== TRY IT ==
For the entries below, repeat exactly each line starting with the one that contains "Target: tissue box" and going on through the one that contains "point_to(query) returns, for every instance of the toiletry", and no others.

== GIVEN DATA ==
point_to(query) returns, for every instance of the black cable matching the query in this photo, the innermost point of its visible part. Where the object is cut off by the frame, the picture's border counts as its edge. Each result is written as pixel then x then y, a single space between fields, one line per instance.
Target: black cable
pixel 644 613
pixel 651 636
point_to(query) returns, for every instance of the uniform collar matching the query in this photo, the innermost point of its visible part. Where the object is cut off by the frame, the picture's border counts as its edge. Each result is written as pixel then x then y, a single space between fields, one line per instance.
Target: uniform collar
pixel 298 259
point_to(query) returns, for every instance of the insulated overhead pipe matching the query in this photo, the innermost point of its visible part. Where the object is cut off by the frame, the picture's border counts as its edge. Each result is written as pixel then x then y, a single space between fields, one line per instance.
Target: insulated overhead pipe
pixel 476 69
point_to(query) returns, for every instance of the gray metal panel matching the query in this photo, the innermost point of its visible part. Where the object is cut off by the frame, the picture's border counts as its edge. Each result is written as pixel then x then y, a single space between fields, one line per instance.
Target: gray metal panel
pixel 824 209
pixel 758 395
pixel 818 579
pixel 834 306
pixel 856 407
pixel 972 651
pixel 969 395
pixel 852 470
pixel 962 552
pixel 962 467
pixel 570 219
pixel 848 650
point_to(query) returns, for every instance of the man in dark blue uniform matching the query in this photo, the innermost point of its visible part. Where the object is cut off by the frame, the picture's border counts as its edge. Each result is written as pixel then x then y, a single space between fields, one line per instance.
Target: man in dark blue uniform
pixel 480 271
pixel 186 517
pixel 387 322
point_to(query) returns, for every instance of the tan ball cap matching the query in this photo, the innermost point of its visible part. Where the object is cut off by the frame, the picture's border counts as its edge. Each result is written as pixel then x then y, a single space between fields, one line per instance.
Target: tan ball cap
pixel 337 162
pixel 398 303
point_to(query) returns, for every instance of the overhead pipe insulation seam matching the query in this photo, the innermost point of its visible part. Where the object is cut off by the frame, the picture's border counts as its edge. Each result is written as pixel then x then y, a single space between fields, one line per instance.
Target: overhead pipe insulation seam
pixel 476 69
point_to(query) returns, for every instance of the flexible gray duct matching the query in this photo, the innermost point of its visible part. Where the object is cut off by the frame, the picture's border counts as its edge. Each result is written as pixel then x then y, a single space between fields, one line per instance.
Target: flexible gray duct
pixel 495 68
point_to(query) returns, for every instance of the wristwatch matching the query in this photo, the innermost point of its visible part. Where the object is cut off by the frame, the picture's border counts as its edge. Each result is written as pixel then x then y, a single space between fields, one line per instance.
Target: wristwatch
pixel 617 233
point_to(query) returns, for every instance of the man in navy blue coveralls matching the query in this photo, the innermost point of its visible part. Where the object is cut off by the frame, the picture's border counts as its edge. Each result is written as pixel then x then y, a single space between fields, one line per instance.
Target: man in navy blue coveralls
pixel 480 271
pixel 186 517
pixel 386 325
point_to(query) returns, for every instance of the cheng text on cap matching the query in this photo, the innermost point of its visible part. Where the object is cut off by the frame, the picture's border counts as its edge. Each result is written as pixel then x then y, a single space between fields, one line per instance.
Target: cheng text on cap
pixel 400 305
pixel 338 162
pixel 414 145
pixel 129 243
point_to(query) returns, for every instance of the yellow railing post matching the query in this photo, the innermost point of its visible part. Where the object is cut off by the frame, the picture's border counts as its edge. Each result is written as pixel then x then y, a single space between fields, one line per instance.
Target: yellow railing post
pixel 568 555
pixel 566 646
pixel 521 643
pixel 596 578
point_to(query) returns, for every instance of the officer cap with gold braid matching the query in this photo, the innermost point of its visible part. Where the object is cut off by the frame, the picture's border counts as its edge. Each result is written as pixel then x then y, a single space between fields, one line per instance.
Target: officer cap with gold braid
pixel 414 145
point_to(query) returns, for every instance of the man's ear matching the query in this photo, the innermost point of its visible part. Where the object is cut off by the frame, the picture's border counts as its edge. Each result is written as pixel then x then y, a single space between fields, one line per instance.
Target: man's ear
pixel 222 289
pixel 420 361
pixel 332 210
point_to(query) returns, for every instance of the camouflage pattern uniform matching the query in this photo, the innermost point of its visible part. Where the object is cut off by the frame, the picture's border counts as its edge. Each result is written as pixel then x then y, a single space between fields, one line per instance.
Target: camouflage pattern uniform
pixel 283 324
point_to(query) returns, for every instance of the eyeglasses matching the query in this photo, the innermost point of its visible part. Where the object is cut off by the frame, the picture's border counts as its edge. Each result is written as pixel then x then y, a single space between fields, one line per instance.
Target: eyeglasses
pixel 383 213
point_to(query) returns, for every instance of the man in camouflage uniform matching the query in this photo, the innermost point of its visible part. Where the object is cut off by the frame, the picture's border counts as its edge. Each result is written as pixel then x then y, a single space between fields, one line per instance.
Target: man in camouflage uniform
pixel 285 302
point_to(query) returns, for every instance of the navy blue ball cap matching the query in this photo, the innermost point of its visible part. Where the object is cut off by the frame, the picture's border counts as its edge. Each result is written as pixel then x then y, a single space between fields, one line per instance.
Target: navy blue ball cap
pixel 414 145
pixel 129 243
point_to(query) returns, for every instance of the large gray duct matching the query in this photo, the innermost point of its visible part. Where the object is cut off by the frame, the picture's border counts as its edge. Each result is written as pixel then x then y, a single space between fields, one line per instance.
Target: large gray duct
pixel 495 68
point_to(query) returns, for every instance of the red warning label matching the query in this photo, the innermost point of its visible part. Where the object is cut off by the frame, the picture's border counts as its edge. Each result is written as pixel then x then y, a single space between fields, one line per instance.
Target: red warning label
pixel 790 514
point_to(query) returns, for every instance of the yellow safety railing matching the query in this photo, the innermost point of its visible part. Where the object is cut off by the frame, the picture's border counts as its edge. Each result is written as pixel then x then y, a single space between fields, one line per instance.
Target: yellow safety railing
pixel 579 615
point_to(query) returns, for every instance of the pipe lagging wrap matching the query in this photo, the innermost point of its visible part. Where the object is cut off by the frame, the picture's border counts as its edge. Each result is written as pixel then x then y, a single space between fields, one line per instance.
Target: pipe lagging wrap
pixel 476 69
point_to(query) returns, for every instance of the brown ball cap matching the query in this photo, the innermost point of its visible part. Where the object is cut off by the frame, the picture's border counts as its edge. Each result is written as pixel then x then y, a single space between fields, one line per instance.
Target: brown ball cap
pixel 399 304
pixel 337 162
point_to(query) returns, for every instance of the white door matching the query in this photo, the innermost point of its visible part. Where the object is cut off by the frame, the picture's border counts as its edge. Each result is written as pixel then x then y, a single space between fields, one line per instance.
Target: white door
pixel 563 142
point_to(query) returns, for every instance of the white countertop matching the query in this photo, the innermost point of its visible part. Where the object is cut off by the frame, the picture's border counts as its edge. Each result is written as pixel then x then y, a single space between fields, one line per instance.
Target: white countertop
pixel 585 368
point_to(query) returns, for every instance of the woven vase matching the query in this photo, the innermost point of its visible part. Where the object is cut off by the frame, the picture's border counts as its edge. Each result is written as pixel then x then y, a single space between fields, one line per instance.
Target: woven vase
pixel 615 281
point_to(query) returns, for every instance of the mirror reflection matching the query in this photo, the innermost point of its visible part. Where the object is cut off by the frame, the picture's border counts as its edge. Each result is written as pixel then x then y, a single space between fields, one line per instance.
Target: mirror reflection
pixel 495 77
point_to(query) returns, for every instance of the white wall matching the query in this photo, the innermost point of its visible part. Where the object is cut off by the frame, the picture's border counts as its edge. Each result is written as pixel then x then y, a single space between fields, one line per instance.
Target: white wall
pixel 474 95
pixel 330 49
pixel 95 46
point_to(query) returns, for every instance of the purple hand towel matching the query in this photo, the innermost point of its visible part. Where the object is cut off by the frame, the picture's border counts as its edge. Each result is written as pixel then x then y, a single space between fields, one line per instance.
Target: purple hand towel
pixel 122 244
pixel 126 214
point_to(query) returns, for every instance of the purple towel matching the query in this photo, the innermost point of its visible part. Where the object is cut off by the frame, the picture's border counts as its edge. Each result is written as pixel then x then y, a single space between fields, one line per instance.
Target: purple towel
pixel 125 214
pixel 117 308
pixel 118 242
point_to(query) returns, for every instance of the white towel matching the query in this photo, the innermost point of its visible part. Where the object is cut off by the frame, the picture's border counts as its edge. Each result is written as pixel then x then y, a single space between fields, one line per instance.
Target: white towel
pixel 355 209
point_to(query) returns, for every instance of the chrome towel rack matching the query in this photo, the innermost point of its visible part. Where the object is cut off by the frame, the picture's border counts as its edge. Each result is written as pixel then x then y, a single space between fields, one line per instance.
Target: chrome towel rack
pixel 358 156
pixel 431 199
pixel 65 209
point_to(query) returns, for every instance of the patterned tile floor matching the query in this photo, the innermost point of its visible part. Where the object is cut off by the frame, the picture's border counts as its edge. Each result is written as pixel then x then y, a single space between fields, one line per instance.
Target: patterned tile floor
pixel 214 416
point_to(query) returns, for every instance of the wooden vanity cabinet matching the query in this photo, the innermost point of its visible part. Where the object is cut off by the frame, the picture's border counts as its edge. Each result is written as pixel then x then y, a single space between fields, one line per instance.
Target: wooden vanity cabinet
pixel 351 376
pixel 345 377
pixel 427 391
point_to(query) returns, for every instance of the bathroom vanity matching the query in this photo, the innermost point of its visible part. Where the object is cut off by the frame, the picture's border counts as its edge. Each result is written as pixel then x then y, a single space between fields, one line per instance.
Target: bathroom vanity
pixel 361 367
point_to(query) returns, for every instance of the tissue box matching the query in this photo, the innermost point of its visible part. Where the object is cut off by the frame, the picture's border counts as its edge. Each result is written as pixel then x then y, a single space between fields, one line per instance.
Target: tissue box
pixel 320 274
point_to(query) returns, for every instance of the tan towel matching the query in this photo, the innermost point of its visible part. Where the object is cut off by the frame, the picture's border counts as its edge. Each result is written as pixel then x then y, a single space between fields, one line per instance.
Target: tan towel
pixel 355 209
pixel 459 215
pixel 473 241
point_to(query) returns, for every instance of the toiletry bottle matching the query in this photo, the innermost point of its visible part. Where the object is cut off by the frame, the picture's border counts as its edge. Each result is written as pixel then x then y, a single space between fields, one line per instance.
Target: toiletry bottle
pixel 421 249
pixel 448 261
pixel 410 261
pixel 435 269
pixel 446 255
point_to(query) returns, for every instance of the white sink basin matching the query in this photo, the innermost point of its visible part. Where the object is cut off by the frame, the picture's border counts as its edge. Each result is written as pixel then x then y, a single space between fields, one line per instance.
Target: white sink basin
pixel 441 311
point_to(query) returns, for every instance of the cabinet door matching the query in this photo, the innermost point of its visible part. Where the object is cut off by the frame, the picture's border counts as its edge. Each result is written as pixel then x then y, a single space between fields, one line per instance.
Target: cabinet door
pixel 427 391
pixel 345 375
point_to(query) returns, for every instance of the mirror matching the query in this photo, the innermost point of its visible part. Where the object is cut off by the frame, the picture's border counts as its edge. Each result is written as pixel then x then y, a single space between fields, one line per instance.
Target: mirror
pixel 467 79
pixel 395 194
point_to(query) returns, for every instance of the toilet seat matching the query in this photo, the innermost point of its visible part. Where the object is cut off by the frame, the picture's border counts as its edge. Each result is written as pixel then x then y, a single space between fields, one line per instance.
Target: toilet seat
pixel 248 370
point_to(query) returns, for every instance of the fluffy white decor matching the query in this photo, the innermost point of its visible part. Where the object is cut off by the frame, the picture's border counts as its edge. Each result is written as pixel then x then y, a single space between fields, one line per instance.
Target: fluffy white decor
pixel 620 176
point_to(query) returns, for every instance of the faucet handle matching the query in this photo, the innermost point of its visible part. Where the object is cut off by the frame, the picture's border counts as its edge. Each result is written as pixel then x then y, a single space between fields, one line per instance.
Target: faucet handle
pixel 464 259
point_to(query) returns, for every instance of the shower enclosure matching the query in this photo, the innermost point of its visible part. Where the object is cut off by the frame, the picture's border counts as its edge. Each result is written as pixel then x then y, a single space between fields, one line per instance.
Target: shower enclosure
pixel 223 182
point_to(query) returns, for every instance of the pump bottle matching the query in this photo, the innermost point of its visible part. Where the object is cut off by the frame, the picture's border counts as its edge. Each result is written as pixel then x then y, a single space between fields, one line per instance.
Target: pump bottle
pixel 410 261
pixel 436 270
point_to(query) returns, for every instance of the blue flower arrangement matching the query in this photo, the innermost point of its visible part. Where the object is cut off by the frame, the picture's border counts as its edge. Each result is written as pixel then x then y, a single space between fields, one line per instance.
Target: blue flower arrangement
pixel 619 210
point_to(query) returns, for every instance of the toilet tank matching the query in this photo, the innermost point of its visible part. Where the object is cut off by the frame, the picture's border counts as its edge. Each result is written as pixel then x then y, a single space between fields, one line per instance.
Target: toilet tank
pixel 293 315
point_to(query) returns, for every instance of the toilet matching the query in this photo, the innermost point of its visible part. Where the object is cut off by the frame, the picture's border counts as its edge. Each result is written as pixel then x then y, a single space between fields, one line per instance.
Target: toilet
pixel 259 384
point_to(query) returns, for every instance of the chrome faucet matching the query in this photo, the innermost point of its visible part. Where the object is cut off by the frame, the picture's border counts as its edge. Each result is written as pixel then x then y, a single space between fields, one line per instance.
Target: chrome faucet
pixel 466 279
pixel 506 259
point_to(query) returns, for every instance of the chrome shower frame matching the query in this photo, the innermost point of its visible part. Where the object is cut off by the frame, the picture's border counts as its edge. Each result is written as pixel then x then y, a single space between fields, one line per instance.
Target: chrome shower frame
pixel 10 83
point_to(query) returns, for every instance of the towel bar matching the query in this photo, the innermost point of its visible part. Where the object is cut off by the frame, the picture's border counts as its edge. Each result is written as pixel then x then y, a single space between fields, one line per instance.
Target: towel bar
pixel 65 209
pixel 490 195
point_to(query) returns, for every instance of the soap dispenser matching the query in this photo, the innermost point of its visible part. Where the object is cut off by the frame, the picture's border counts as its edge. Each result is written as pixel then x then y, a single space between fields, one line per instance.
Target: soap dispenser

== EXERCISE OUTPUT ==
Target: tissue box
pixel 320 274
point_to(query) returns, for every instance of the tan towel matching the query in this photo, the innermost point of its visible part. Where the object is cut off by the frame, the picture's border counts as its edge. Each result is written as pixel then x then y, a single space between fields, one line per instance.
Target: tan towel
pixel 355 209
pixel 459 215
pixel 473 241
point_to(query) returns, for every instance of the toiletry bottle matching the query in this photo, the innermost point of its visible part. Where the object is cut off by the frame, the picture's border counts as its edge. Each result is written as pixel then x then y, a single space between fields, one line per instance.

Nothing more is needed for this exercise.